* [Passage shown]:
★ ★ ★
Prior art within electrochemical electrowetting has described microfluidic chips having a reference electrode placed in the beginning of a flow path (microfluidic channel) followed by one or a few work electrodes downstream the flow path. The working electrodes are typically hydrophobic thus stopping the fluid in their natural state, but turn hydrophilic and let the fluid pass when a voltage is applied.
However, a major drawback with the electrochemical electrowetting microfluidics technology according to prior art is that the speed of the fluid flow front may rapidly decrease with the distance travelled along the flow path. About one centimeter into the channel, the electrically activated flow may more or less have ceased, thereby impeding activation of a switch.
One example of prior art is described by a research team from Tsukuba in Japan in the article Microfluidic transport based on direct electrowetting, J. Appl. Phys. 96, 835 (2004). The article describes a microfluidic chip of about 20×30 mm with a channel being about 18 mm long. An Au working electrode is covering the bottom of the channel and an Ag/AgCl reference electrode is placed upstream the working electrode.
In the article the research team conclude that when applying a voltage between the working electrode and the reference electrode the fluid front starts to move along the working electrode. However, they conclude that the speed of the fluid front decreases with the distance travelled in the channel and that the movement finally cease. In fact the research team concludes that the fluid front never reaches through the about 18 mm long channel.
The research team conclude that the decrease of the flow rate and final cease of the flow are due to the viscous resistance, which is said to increase linearly with the distance travelled. The research team further conclude that by working with microfluidic chips of about 10×10 mm this limitation might be acceptable.
However, a channel length limitation of about 1 cm is for practical reasons limiting the amount of sample fluid that is possible to handle (in terms of timing, volumes and flow rates), to nanoliter volumes rather than microliter volumes. When targeting applications within medical diagnostics this is a major drawback, since most point of care tests require a sample volume in the microliter range in order to produce accurate and reproducible results.
In reality, the channel length limitation is actually shorter than 1 cm when using the working electrode(s) for driving a flow within the channel. When targeting applications within medical diagnostics flow velocities of tens of millimeter per minute are typically required. Due to the rapid decrease of the flow velocity, the velocity of the fluid front is below what is required already a few millimeters into the channel.
The channel length limitation is for practical reasons also limiting the number of working electrodes that are possible to place along the flow path, given a certain minimal working electrode size possible to produce cost effectively (for instance the smallest working electrode possible to produce with a metal sputter mask instead of photolithography). When targeting medical diagnostics, multiple operations according to above need to be performed with firm and fine-tuned flow control. However, a limited number of fairly large working electrodes, relative to the length of the channel, is thus limiting the number of operations and the possibility of fine-tuned flow control.
Altogether, due to a channel length limitation of about 1 cm or even less, prior art has a limited ability to handle microliter volumes of sample fluid with the firm control of timing, volumes and flow rates required for many applications within medical diagnostics.
★ ★ ★
* [Exercise aim]:
According to the passage on electrochemical electrowetting, to what did the Tsukuba research team attribute the decrease of the flow rate and the final cease of the flow?

Stored data entries
★ ★ ★
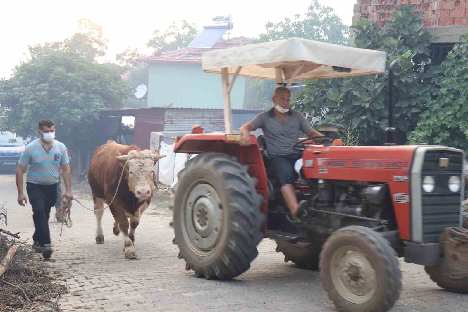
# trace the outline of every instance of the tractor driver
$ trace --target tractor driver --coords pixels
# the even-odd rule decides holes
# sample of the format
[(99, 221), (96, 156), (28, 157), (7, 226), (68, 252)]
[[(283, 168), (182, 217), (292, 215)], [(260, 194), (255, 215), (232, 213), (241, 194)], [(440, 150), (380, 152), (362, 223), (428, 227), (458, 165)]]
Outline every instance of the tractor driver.
[[(281, 186), (281, 191), (286, 204), (294, 217), (300, 218), (307, 214), (307, 201), (298, 203), (294, 191), (294, 163), (302, 156), (295, 151), (293, 146), (302, 133), (308, 137), (321, 135), (312, 129), (301, 113), (289, 108), (291, 93), (285, 87), (278, 87), (271, 97), (273, 108), (260, 113), (246, 123), (239, 130), (242, 134), (240, 144), (249, 146), (250, 131), (261, 128), (266, 142), (270, 170), (276, 173)], [(317, 139), (320, 141), (323, 139)]]

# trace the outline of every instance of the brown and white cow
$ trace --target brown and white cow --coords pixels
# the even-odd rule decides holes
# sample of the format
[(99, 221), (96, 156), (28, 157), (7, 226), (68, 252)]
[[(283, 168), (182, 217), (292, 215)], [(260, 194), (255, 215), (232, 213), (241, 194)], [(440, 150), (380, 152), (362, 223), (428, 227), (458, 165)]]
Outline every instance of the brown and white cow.
[[(88, 171), (88, 182), (93, 193), (95, 210), (102, 209), (117, 194), (109, 207), (114, 216), (114, 234), (122, 233), (124, 250), (129, 259), (137, 258), (133, 245), (135, 229), (143, 212), (148, 208), (156, 189), (154, 166), (166, 155), (142, 150), (135, 145), (118, 144), (111, 139), (96, 149)], [(120, 186), (119, 178), (124, 171)], [(104, 243), (101, 225), (103, 211), (95, 211), (97, 227), (96, 243)], [(130, 219), (130, 230), (129, 220)]]

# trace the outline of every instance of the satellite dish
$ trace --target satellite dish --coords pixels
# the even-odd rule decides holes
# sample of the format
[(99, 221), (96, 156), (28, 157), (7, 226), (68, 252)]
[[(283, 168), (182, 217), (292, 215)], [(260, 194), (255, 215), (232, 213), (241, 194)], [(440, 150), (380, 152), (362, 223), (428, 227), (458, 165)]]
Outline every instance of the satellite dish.
[(137, 98), (141, 98), (145, 96), (145, 94), (146, 94), (146, 91), (147, 89), (148, 89), (146, 88), (146, 85), (145, 84), (140, 84), (135, 89), (135, 97)]

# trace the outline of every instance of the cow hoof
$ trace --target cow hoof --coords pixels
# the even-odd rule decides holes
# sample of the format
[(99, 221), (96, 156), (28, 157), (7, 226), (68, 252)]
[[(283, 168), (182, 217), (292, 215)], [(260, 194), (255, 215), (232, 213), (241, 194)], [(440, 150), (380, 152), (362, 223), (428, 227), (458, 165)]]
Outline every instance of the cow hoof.
[(131, 250), (129, 250), (125, 253), (125, 256), (129, 259), (136, 259), (138, 258), (138, 256), (137, 255), (136, 252), (135, 251), (132, 251)]

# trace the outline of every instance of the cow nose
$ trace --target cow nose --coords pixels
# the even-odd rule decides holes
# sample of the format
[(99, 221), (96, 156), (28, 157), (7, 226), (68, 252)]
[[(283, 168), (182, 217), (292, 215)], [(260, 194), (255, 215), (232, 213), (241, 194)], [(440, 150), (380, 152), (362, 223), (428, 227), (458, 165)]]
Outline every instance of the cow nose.
[(149, 189), (141, 188), (137, 191), (137, 197), (149, 197), (151, 195), (151, 191)]

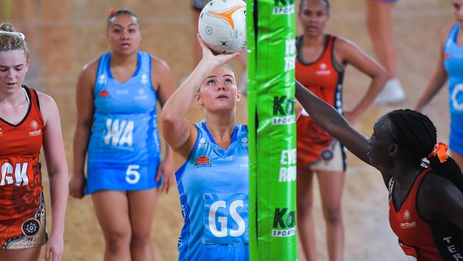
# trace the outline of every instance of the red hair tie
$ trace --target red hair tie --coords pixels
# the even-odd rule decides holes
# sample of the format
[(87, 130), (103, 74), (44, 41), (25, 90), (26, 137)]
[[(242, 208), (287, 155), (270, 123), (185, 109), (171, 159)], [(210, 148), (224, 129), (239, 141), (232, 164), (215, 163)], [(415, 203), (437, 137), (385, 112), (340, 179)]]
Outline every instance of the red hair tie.
[(447, 150), (449, 149), (449, 146), (442, 143), (437, 143), (434, 145), (432, 151), (427, 155), (427, 158), (430, 159), (436, 155), (439, 158), (439, 161), (441, 163), (443, 163), (447, 160), (447, 158), (449, 158), (449, 155), (447, 155)]

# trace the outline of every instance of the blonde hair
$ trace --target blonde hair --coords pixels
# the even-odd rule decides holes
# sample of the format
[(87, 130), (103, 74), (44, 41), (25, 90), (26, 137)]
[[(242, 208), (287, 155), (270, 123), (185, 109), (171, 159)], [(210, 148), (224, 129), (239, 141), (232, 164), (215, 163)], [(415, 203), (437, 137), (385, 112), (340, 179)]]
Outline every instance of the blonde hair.
[[(17, 32), (11, 24), (3, 23), (0, 24), (0, 31), (5, 32)], [(0, 51), (22, 50), (27, 60), (29, 59), (29, 49), (27, 44), (19, 34), (0, 32)], [(23, 35), (24, 36), (24, 35)]]

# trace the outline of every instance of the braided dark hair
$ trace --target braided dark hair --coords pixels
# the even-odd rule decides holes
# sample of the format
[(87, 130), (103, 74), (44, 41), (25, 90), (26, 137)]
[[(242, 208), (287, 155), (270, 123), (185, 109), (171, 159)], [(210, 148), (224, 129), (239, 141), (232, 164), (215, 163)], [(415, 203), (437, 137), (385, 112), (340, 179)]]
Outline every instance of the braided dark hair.
[[(417, 111), (400, 109), (391, 111), (386, 116), (392, 123), (392, 135), (401, 149), (405, 149), (409, 159), (420, 164), (434, 150), (437, 143), (436, 127), (431, 120)], [(463, 192), (463, 175), (458, 164), (451, 157), (440, 163), (437, 156), (428, 158), (432, 170), (452, 182)]]
[[(301, 11), (302, 11), (302, 4), (303, 4), (303, 2), (306, 2), (307, 1), (308, 1), (308, 0), (301, 0), (301, 1), (299, 2), (299, 12), (301, 12)], [(328, 14), (330, 14), (330, 8), (331, 7), (331, 5), (330, 5), (329, 1), (328, 0), (320, 0), (320, 1), (325, 4), (325, 6), (326, 6), (326, 10), (328, 11)]]
[(108, 19), (106, 19), (106, 31), (109, 30), (109, 26), (111, 24), (111, 20), (113, 20), (113, 18), (121, 15), (130, 16), (135, 18), (135, 20), (137, 20), (137, 24), (138, 24), (138, 27), (140, 27), (140, 24), (138, 23), (138, 17), (137, 17), (137, 15), (135, 15), (135, 14), (132, 11), (128, 9), (120, 9), (120, 10), (113, 11), (111, 9), (110, 15), (109, 16), (108, 16)]

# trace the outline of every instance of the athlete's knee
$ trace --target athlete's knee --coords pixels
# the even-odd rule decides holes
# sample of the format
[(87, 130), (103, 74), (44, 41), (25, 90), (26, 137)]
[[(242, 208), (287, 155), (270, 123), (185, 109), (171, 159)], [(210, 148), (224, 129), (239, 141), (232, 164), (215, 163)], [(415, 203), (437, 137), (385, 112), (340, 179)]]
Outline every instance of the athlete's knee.
[(307, 217), (312, 215), (311, 200), (297, 200), (296, 208), (296, 216), (298, 218)]
[(130, 231), (110, 231), (105, 233), (108, 247), (113, 251), (128, 247), (130, 240)]
[(151, 234), (148, 231), (137, 232), (132, 233), (130, 245), (135, 247), (144, 247), (151, 243)]
[(325, 220), (327, 223), (338, 225), (343, 222), (340, 207), (327, 208), (324, 212)]

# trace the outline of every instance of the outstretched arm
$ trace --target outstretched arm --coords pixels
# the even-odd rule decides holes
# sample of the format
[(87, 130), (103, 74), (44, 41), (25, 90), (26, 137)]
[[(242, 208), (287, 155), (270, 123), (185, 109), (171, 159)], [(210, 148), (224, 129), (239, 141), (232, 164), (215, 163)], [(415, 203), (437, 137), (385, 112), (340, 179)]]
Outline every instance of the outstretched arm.
[(51, 200), (51, 233), (45, 247), (45, 257), (46, 260), (60, 260), (64, 246), (63, 234), (68, 201), (68, 164), (58, 106), (51, 97), (41, 93), (38, 94), (45, 122), (43, 153), (50, 179)]
[[(165, 102), (169, 99), (175, 90), (174, 79), (172, 72), (167, 63), (157, 58), (152, 58), (152, 76), (155, 78), (152, 81), (157, 85), (157, 93), (159, 93), (159, 103), (161, 108), (164, 107)], [(156, 181), (159, 181), (162, 176), (164, 180), (162, 185), (158, 187), (161, 193), (167, 193), (170, 186), (174, 183), (174, 163), (170, 146), (165, 143), (164, 158), (161, 161), (157, 173), (156, 173)]]
[(420, 212), (426, 218), (444, 216), (463, 230), (463, 193), (437, 175), (426, 176), (418, 194)]
[(367, 155), (368, 141), (345, 121), (331, 105), (318, 98), (298, 81), (296, 81), (296, 98), (313, 121), (331, 135), (338, 139), (360, 160), (370, 164)]
[[(214, 55), (198, 36), (202, 48), (202, 58), (189, 76), (177, 88), (162, 108), (161, 121), (162, 135), (174, 150), (187, 155), (194, 145), (196, 128), (184, 119), (189, 106), (203, 81), (217, 66), (235, 57), (239, 53)], [(189, 140), (190, 142), (189, 142)], [(191, 148), (189, 148), (191, 147)]]
[(418, 103), (415, 106), (416, 111), (422, 111), (423, 108), (429, 103), (430, 101), (437, 94), (439, 91), (442, 88), (447, 78), (447, 71), (444, 68), (444, 43), (447, 35), (449, 34), (450, 28), (445, 30), (441, 39), (440, 45), (439, 46), (439, 60), (437, 60), (437, 67), (436, 67), (431, 80), (426, 86), (426, 90), (420, 98)]

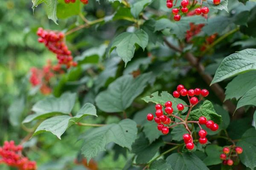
★ ★ ★
* [Solution for this problem]:
They attributed it to viscous resistance, which is said to increase linearly with the distance travelled.